*WHAT TO DO*
Set down each line of the material that follows, exactly, with no pictures.

┄┄┄┄┄┄

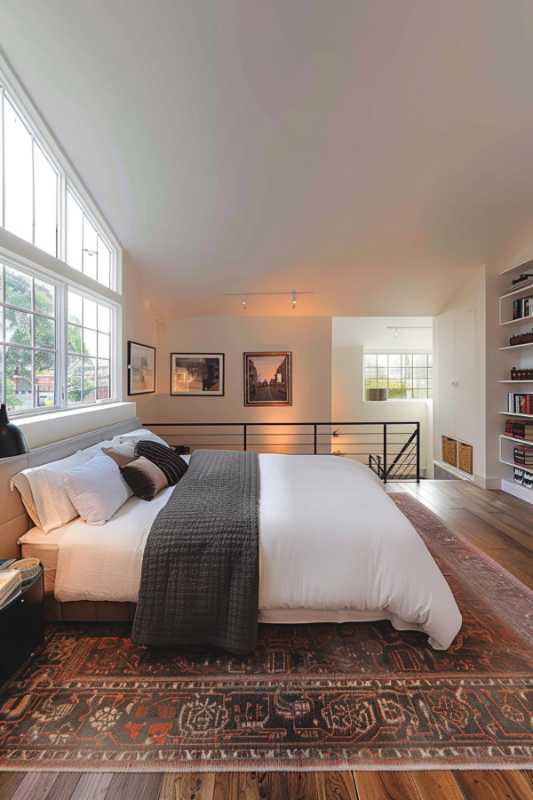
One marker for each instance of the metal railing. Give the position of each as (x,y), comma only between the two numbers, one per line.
(391,449)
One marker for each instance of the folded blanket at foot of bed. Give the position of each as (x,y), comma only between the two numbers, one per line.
(200,572)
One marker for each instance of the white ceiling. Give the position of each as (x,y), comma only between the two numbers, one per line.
(373,152)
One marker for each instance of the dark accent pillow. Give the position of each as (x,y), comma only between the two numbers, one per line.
(144,478)
(164,457)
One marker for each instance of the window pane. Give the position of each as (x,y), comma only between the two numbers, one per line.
(89,342)
(90,250)
(104,263)
(45,296)
(75,306)
(18,327)
(45,202)
(45,332)
(89,380)
(104,380)
(18,175)
(104,319)
(74,379)
(19,395)
(75,339)
(89,314)
(104,347)
(44,367)
(74,232)
(18,289)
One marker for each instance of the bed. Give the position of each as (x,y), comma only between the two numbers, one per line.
(333,547)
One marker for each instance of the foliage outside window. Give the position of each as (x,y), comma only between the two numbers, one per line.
(407,376)
(34,374)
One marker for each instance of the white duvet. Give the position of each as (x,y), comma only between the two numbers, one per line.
(333,545)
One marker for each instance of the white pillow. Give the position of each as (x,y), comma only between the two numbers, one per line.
(51,502)
(97,489)
(138,435)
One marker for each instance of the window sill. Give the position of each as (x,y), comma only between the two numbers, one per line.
(52,426)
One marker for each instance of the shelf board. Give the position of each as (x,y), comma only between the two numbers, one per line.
(516,346)
(514,292)
(518,466)
(525,442)
(516,321)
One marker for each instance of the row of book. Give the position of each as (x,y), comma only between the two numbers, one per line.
(523,307)
(523,456)
(519,430)
(523,477)
(519,403)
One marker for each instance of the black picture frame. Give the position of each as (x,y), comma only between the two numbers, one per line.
(280,391)
(203,373)
(132,345)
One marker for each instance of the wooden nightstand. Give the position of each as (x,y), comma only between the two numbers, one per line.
(21,627)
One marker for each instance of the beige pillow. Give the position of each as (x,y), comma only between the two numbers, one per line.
(144,478)
(121,454)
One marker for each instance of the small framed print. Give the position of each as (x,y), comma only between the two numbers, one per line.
(197,374)
(268,379)
(141,368)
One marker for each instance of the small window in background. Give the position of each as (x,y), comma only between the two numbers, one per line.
(406,376)
(88,350)
(27,341)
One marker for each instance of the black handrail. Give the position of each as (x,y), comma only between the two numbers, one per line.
(386,441)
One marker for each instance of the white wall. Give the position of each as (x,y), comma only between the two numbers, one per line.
(459,363)
(308,338)
(350,337)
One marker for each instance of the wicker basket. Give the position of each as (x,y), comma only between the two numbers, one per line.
(465,460)
(449,451)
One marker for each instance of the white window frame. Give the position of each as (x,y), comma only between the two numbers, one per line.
(398,352)
(67,175)
(61,350)
(26,257)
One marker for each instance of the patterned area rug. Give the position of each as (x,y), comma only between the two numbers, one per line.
(357,695)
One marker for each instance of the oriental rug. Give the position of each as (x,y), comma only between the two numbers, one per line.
(357,695)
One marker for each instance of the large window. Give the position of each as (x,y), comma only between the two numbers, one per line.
(407,376)
(41,205)
(46,363)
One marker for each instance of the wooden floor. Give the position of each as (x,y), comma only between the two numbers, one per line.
(498,524)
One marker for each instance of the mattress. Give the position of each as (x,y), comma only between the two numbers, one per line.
(333,547)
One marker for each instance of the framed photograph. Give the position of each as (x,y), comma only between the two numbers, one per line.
(268,379)
(197,374)
(141,368)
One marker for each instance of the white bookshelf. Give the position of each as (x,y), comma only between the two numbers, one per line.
(522,357)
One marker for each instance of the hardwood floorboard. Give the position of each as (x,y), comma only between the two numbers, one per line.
(502,785)
(496,523)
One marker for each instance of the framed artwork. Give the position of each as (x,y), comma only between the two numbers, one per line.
(197,374)
(141,368)
(268,379)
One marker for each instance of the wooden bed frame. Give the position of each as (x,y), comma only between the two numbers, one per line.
(14,521)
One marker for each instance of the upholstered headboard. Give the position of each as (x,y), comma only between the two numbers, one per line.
(13,518)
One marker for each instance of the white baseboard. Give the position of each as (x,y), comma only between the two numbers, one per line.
(517,491)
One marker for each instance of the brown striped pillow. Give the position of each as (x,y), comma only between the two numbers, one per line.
(144,478)
(173,466)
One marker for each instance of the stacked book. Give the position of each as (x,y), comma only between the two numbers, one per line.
(519,403)
(523,456)
(523,307)
(10,584)
(523,477)
(519,430)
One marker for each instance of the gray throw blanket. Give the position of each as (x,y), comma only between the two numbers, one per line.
(200,571)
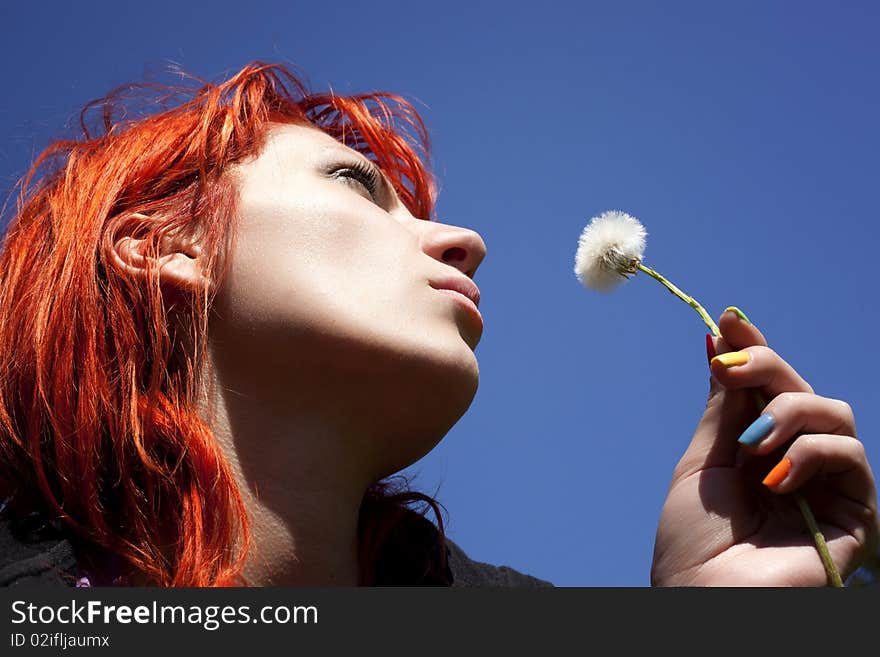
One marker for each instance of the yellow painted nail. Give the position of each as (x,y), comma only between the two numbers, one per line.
(733,358)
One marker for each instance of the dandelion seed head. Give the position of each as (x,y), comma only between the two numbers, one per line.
(609,250)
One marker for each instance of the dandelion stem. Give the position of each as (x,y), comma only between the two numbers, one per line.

┄┄┄┄┄┄

*EXERCISE RESULT*
One marker for each instance of the metal railing. Give the position of each as (x,y), comma only between the two numbers, one per line.
(391,449)
One marker for each instance of the folded blanket at foot of bed. Give the position of each as (x,y), comma only between the two numbers, one per line.
(200,572)
One marker for each instance of the white ceiling. Give the position of each as (x,y), comma only between the two numbers, one per line.
(373,152)
One marker for each instance of the dark accent pillow. Give the position of each as (x,y), comma only between the two numbers, one per line.
(144,478)
(164,457)
One marker for each instance of the window pane. Give the position of each as (x,y), comma only between the two numbers, one per line.
(89,342)
(90,250)
(104,263)
(45,296)
(75,306)
(18,327)
(45,202)
(45,332)
(89,380)
(104,380)
(18,175)
(104,319)
(74,379)
(19,395)
(75,339)
(89,314)
(104,347)
(44,367)
(74,232)
(18,289)
One marker for each instance of the bed. Give the position of each as (x,y), comma only between the two numbers, one per line.
(333,547)
One marker for each instance of the foliage outside window. Give the position of each as (x,y), comma only between the two numbers, one per line.
(407,376)
(34,374)
One marker for each instance of the white duvet. Give the position of each as (x,y), comma only between the two numbers, one per line.
(333,545)
One marker for each instance of the white pillow. Give the position of each as (x,y), comma only between the two numbers, one per line.
(51,502)
(97,489)
(138,435)
One marker for each instance of the window sill. Give the position of each as (x,y), comma only between the two numbers, one per line.
(52,426)
One marker for each instance of the shelf board. Give the position of each as (x,y), comma only between the two numbers, one per line.
(516,346)
(514,292)
(518,466)
(525,442)
(516,321)
One marker for each instance of the row of book. Give the position of each as (x,y), comma only between the two numbers, one per line.
(523,307)
(523,456)
(519,430)
(523,477)
(519,403)
One marker for each instance of the black picture frame. Give the position of each as (x,y), comma only between the two numbers, one per line.
(280,391)
(203,373)
(132,345)
One marker for each instance of the wooden nightstand. Give the position of each as (x,y), comma only between the two numbers, one per line.
(21,627)
One marker for each instance of the beige pillow. Give the position of each as (x,y), comma only between the two numbers, one per line.
(144,478)
(121,454)
One marker for each instance of the small framed print. Give the position of each as (x,y), comma only between the two numbers, one per line.
(197,374)
(268,379)
(141,368)
One marker for each instance of the small window in background. Give the position of each as (x,y), comma only between the two numbers, one per line.
(406,376)
(88,350)
(27,341)
One marker for each instance of the black handrail. Give the position of each as (x,y), comma only between the two numbers, one per line.
(386,441)
One marker for each instance of the white wall. Give the position of each as (x,y), comma only between the two numbers, one per line.
(459,363)
(308,338)
(350,337)
One marker for each instance of the wicker basket. Give the position of each as (x,y), comma only between the two numbers, one per line.
(465,460)
(449,451)
One marker for each instance of the white window frame. Give the position of each as (x,y), comma only between the two numbers, one per line.
(398,352)
(67,175)
(61,350)
(26,257)
One marker for each instance of the patterned area rug. Give the position of each as (x,y), comma only between the two numbers, one per line.
(357,695)
One marker for each instance of the oriental rug. Give the position of each as (x,y), comma only between the two numbers, one per line.
(357,695)
One marker for each instance of the large window. Give the position of each as (x,y), comma only between the two numbers, one per line.
(407,376)
(41,205)
(46,363)
One marker for each instance of the wooden floor. Give the position of each as (x,y), comma only between the two numbers, one per line.
(498,524)
One marker for each instance of the mattress. Give the position of each as (x,y), comma only between the two numbers, one per line.
(333,547)
One marker for each instance of the framed photograph. Give the position of each as (x,y), comma only between the two numbers, one per line.
(268,379)
(197,374)
(141,368)
One marker for each instance of the white bookshelf. Give the position of each as (x,y), comma only between the two numbers, one per line.
(522,357)
One marker for each instance of the hardwood floorboard. Give the position of each as (x,y), comma only between the two numbers, one per line.
(502,785)
(496,523)
One marker for each instance of the framed artwork. Give the position of each as (x,y), comma only between the two numbers, one per line.
(197,374)
(141,368)
(268,379)
One marker for each instance of the wooden bed frame. Give the position of each as (x,y), comma only between the two numbers, one per line.
(14,521)
One marker for each instance of the upholstered headboard. Give the position of each as (x,y), comma only between the two numbers, one per line.
(13,518)
One marker for each instance of the white baseboard. Give the position of each as (x,y), comma only between the two numbers, one per line.
(517,491)
One marker for each instance of the brown striped pillow. Give the position of each as (x,y), comma only between the two numbers, one per line.
(144,478)
(173,466)
One marker for each instance of the stacked book. Give the position of each as (x,y), comma only between the two numbers, one per line.
(519,403)
(523,456)
(523,307)
(10,584)
(523,477)
(519,430)
One marker for each instance of the gray throw blanket. Give the position of each as (x,y), comma only between the two numbers, one per line.
(200,571)
One marker for each instance of the yellow painted nail. Give the position of each as (x,y), comma only between the two numbers, one per line.
(733,358)
One marker for each instance of the dandelion seed head. Give the position of each as (x,y), comma only between the two numbers, one per line.
(609,250)
One marker for each instance of the dandelion stem. Give the position of each as (x,y), comma only between the two numbers, one per line.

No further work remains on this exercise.